## Problem requirements
The pictures do not go in the copy. Reproduce the rest of the entries exactly.

═══ Source material

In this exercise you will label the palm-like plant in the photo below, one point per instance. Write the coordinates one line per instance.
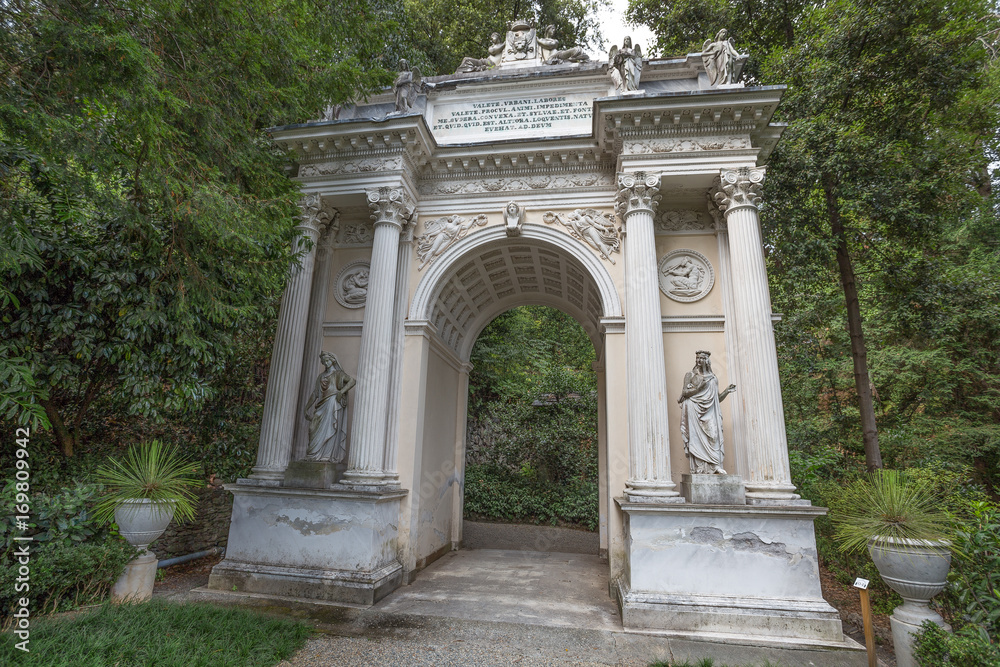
(152, 471)
(888, 506)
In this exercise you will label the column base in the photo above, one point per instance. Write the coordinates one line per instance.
(648, 491)
(701, 570)
(335, 544)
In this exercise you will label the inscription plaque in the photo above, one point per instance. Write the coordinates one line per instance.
(519, 118)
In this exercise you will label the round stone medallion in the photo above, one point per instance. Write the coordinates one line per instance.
(351, 286)
(685, 275)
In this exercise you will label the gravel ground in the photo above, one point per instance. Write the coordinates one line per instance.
(383, 652)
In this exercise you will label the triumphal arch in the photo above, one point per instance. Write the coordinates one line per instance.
(624, 193)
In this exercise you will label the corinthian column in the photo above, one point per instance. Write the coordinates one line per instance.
(391, 209)
(767, 475)
(278, 425)
(648, 437)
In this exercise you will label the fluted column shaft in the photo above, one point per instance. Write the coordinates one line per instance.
(278, 424)
(768, 477)
(649, 439)
(391, 209)
(391, 475)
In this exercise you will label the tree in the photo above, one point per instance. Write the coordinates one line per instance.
(140, 184)
(892, 119)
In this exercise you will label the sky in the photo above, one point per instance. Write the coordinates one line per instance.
(614, 30)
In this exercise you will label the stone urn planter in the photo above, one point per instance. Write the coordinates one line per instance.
(144, 491)
(917, 570)
(140, 521)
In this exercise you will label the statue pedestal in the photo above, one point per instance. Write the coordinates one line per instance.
(310, 474)
(713, 489)
(738, 574)
(337, 545)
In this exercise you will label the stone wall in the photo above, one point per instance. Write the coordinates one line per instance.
(210, 527)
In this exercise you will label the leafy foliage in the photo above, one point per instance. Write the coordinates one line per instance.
(532, 442)
(935, 647)
(140, 184)
(74, 561)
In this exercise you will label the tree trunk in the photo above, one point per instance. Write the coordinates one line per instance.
(63, 435)
(859, 350)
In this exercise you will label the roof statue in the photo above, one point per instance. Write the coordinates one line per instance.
(625, 66)
(720, 58)
(523, 47)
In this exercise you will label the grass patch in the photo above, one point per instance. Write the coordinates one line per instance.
(159, 633)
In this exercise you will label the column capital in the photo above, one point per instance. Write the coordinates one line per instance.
(738, 188)
(637, 192)
(390, 206)
(314, 217)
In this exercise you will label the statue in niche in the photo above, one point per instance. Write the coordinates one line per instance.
(441, 233)
(469, 64)
(406, 87)
(625, 66)
(356, 287)
(327, 412)
(551, 55)
(592, 227)
(520, 42)
(701, 417)
(686, 277)
(720, 58)
(513, 218)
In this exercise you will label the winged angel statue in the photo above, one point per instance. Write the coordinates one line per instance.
(406, 87)
(625, 66)
(595, 229)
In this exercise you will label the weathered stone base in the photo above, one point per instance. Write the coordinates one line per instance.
(337, 544)
(748, 573)
(713, 489)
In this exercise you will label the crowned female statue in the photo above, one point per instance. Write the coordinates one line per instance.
(327, 412)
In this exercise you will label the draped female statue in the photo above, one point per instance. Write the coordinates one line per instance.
(701, 417)
(327, 411)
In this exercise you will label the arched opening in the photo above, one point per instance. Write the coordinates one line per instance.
(531, 447)
(467, 287)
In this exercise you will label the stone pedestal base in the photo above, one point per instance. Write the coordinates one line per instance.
(905, 622)
(744, 573)
(713, 489)
(310, 474)
(136, 582)
(332, 544)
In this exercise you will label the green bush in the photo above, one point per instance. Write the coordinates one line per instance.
(72, 559)
(495, 493)
(965, 648)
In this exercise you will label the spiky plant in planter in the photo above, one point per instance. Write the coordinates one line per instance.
(145, 489)
(908, 535)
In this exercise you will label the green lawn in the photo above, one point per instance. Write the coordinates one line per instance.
(158, 633)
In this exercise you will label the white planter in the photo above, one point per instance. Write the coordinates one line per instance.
(140, 521)
(917, 570)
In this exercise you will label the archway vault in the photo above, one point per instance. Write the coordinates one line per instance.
(488, 272)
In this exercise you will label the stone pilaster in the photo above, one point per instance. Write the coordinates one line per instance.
(765, 448)
(390, 472)
(734, 439)
(311, 365)
(649, 440)
(391, 210)
(278, 425)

══════

## Answer box
In this exercise you will label the palm-like plant in the photo below, one point per instance. Write the coordinates one line per instance.
(152, 471)
(888, 506)
In this exercise you will label the column base in the photo above, one point per instance. Write the coordinates one line per instance.
(648, 491)
(701, 570)
(335, 544)
In this exercise you will label the inscription plaque in the photo above, one point per instance. Write the coordinates one line per instance.
(519, 118)
In this exercise you will label the round stone medallion in the photo above, one point per instance. Write the coordinates one line per instance.
(351, 286)
(685, 275)
In this exercise you will label the gravel ground in the photo above, one point per instance. Write the coordinates one line per instance.
(383, 652)
In this exercise you will label the triumphal arch in the photo above, one point per instance. Write the coordinates one line per instance.
(624, 193)
In this exercise you will label the corinthian column in the photo above, one point per instance. Write the coordinates one line per instance.
(391, 209)
(767, 475)
(278, 425)
(648, 437)
In this exercise you will label the fluted column shaft in the photo above, one point per instance. Write the coordinates one line per instance.
(278, 424)
(768, 477)
(649, 439)
(391, 209)
(391, 475)
In this exercise you will label the tree in the photo above, one point per instance. Write the coordinates one line per instance.
(140, 184)
(892, 119)
In this exercise you will label the sky in the photo above, one point per instance. Write the coordinates one line per instance.
(614, 30)
In this exercise you will label the stone urn planter in the photo above, one point per instance. Write the coordinates one line per instance.
(144, 491)
(917, 570)
(140, 521)
In this exercise you will label the statue pedestal in the photo above, one point per instance. Write the coordinates one line per instance.
(310, 474)
(713, 489)
(738, 574)
(337, 545)
In this exercise you will label the stone wall in the photo above, one point per instance. Write the coordinates one line per instance.
(210, 527)
In this exercise you will label the leafy foliage in the photo above, one point per instance. Write the coordinates one line per instance.
(532, 442)
(935, 647)
(140, 184)
(74, 561)
In this exercise you will label the tree trunk in the photo above, one point per instance. Write the coordinates one line per instance.
(63, 435)
(859, 350)
In this exercise you will label the roof statue in the photo above, one point per instance. Write the coordinates one line per instance.
(625, 66)
(720, 58)
(523, 47)
In this exercise you will label the grass patch in the photo above, one point per instance. Write the coordinates one line per instance.
(159, 633)
In this exercise you will label the column capital in the photo above, one point per instance. Write the coordinates one line per instance.
(738, 188)
(637, 192)
(390, 206)
(314, 217)
In this exercise you will label the statue in niche in the photo above, one point per instance. Write the coordinates one line per instance.
(441, 233)
(469, 64)
(406, 87)
(625, 66)
(356, 287)
(327, 412)
(551, 55)
(592, 227)
(520, 42)
(701, 417)
(686, 277)
(720, 58)
(513, 218)
In this exercise you will label the winged angel statue in the photo above, one point per instance. Write the coordinates one line per instance.
(406, 87)
(625, 66)
(595, 229)
In this exercise you will label the weathered stone base in the photo above, one point per instance. Write the coordinates one line per instance.
(337, 544)
(748, 573)
(713, 489)
In this exercise you will label the crowned female statue in the photo above, one point per instance. Write the coordinates one line per instance.
(327, 412)
In this exercise you will label the draped female statue in the photo above, one point per instance. Write the coordinates one line per instance.
(701, 417)
(327, 411)
In this exercise you will label the arched opening in the photo above, one point per instance. Write the coordinates one line per instance.
(531, 447)
(467, 287)
In this exercise you will label the stone pedestal base in the photo above, one point per instance. Write the coordinates one line per instance.
(905, 622)
(744, 573)
(713, 489)
(310, 474)
(136, 582)
(332, 544)
In this exercise you will label the green bush in the photo above, one point per instance. Write the coordinates one line per instance.
(72, 559)
(495, 493)
(965, 648)
In this exercise you will label the spiky plant in planter in the photo above, one point per instance. Write the coordinates one line per instance.
(145, 489)
(908, 535)
In this exercise you will label the green lawn in the photo above, one point per instance. Write the coordinates one line per instance.
(158, 633)
In this exercise you will label the white planter in the photo above, one point per instance. Write the coordinates one line per instance.
(140, 521)
(917, 570)
In this exercise you will label the archway vault in the photo above, one point per instance. Write the coordinates one line per instance.
(488, 272)
In this exercise you will label the stone pilaster in the photo above, one point per instance. Write the coordinates one line per instance.
(765, 448)
(390, 472)
(734, 439)
(311, 365)
(649, 440)
(391, 210)
(278, 425)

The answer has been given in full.